## [Task prompt]
Within the material below, how many lines carry the word "animal"? State only the number.

## [Supplied information]
····················

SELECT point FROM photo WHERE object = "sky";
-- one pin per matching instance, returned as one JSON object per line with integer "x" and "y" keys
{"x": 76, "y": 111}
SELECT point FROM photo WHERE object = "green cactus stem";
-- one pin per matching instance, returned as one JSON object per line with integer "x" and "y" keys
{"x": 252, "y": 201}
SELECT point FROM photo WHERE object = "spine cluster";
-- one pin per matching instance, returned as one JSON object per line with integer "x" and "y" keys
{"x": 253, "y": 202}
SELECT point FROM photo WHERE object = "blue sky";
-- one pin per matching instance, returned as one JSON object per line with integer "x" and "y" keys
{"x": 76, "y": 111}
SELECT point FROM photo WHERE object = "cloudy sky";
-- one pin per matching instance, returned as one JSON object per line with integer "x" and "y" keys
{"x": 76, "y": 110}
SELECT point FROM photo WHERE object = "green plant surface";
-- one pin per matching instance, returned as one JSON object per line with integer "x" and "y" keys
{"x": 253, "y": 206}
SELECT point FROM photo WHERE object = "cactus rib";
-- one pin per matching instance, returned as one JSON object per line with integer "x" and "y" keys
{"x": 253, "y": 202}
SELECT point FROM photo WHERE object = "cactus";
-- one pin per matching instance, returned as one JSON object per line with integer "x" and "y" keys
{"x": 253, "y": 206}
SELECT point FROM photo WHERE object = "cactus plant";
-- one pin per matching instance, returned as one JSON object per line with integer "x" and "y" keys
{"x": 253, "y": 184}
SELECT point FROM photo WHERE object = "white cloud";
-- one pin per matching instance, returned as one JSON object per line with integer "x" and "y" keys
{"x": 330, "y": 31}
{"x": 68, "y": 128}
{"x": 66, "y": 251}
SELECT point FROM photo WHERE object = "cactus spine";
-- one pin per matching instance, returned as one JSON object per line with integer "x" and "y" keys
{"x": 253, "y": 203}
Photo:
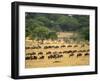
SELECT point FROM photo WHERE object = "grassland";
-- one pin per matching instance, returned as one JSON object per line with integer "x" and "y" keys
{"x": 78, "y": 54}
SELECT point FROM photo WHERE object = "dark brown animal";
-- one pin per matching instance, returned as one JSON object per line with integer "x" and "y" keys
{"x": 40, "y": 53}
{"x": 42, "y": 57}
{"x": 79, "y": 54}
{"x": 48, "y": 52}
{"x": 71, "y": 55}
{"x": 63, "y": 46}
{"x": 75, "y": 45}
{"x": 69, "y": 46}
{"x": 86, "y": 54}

····················

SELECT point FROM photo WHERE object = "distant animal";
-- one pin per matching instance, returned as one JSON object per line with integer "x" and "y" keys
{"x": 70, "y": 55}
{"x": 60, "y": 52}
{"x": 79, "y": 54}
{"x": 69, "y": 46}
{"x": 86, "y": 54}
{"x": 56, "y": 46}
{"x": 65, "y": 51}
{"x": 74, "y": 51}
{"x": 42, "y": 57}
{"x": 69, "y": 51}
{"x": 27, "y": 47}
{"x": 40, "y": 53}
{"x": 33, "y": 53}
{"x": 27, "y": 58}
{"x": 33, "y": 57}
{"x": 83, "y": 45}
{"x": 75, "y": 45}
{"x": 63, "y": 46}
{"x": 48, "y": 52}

····················

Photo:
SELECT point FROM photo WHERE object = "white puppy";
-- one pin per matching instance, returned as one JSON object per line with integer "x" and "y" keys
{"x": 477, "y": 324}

····················

## [Solution for this problem]
2